• PASSAGE:
Column and Row Parallel Linear for Apex Tensor Parallel #44

Closed conceptofmind closed 1 year ago

conceptofmind commented 1 year ago

Hi,

I was exploring using Tensor Parallel when training. I was wondering if you had any input on the correct use of RowParallelLinear when it comes to the feedforward out.

For example:

Column Parallel over q, k, v, and ff inner.

self.fused_attn_ff_proj = apex.transformer.tensor_parallel.ColumnParallelLinear(
  dim, 
  sum(self.fused_dims), 
  bias=False,
  gather_output=False,
  init_method=nn.init.xavier_uniform_
)

Row Parallel over attn out.

self.attn_out =  apex.transformer.tensor_parallel.RowParallelLinear(
  attn_inner_dim, 
  dim, 
  bias=False,
  input_is_parallel=True,
  init_method=nn.init.xavier_uniform_
)

I am not 100% sure whether this should be Row Parallel as well.

self.ff_out = nn.Sequential(
    SwiGLU(),
    apex.transformer.tensor_parallel.RowParallelLinear(
      ff_inner_dim, 
      dim, 
      bias=False,
      input_is_parallel=True,
      init_method=nn.init.xavier_uniform_
    )
)

Normally I would just do Column Parallel, SwiGLU, Row Parallel in a standard FeedForward but it is not super clear to me how to handle this case when it comes to fused attn ff and ff tail.

Any input would be greatly appreciated.

Thank you,

Enrico

conceptofmind commented 1 year ago

Decided to go with FSDP instead.

• GIVEN REQUEST A: Reproduce verbatim the portion of the records that begins with the line containing "object_class: shrub" and continues to the end of the records.

• Excerpts of labeled region data:
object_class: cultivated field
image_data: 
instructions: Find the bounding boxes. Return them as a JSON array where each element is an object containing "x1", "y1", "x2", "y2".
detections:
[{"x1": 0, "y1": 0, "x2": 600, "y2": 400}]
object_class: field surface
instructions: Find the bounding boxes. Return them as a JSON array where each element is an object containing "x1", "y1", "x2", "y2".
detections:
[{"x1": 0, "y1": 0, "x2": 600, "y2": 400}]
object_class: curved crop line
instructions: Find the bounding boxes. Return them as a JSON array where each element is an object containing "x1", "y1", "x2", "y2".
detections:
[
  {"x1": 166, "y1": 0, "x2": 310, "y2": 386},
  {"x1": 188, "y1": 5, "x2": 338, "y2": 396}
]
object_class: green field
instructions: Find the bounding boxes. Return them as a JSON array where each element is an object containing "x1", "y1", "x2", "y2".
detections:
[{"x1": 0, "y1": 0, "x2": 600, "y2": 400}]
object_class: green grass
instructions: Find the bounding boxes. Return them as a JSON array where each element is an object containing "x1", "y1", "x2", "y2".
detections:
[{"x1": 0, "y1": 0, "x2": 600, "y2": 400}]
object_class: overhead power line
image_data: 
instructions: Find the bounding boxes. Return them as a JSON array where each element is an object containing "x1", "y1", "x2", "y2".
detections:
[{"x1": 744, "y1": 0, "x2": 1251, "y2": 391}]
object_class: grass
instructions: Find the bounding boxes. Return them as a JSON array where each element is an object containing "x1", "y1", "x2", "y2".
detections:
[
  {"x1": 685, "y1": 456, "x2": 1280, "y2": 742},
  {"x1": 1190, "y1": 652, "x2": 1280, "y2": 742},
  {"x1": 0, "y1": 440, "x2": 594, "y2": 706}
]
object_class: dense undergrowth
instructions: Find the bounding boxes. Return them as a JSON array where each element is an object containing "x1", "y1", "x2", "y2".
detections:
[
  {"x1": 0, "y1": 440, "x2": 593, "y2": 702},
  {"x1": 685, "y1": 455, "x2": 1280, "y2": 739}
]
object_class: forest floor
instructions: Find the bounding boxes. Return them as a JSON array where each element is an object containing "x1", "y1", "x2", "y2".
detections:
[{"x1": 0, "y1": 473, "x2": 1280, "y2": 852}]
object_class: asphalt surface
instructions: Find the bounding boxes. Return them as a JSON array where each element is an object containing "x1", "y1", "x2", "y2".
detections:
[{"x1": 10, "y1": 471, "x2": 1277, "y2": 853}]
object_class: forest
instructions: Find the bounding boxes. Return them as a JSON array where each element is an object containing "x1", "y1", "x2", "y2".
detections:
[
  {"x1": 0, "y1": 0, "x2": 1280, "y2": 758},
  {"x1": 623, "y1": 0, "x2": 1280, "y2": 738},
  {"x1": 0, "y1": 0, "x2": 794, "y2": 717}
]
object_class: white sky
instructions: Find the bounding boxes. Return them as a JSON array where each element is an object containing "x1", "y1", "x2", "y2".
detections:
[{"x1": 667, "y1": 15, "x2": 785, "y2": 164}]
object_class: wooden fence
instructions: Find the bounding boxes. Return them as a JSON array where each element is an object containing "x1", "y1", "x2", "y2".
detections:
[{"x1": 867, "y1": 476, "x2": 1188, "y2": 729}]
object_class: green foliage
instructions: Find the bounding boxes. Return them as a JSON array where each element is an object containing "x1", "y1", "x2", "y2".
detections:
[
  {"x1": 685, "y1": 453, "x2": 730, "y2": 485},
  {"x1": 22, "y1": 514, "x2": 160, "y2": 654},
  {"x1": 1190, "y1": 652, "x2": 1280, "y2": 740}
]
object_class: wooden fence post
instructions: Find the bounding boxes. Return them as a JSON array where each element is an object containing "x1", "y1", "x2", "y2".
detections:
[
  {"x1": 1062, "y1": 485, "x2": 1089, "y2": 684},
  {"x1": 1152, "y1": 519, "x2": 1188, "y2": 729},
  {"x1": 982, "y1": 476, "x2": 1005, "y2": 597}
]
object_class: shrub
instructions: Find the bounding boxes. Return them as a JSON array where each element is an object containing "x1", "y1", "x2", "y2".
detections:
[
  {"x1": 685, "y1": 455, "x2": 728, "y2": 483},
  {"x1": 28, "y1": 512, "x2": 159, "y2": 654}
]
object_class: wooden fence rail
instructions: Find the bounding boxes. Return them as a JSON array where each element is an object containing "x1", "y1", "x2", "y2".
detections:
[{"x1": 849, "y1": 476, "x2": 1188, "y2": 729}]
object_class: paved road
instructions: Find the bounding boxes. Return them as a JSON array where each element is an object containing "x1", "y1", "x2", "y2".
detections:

• GIVEN REQUEST B: In the thread, what did the author finally decide to go with?

• TASK ANSWER A:
object_class: shrub
instructions: Find the bounding boxes. Return them as a JSON array where each element is an object containing "x1", "y1", "x2", "y2".
detections:
[
  {"x1": 685, "y1": 455, "x2": 728, "y2": 483},
  {"x1": 28, "y1": 512, "x2": 159, "y2": 654}
]
object_class: wooden fence rail
instructions: Find the bounding boxes. Return them as a JSON array where each element is an object containing "x1", "y1", "x2", "y2".
detections:
[{"x1": 849, "y1": 476, "x2": 1188, "y2": 729}]
object_class: paved road
instructions: Find the bounding boxes. Return them as a JSON array where each element is an object containing "x1", "y1", "x2", "y2".
detections:

• TASK ANSWER B: FSDP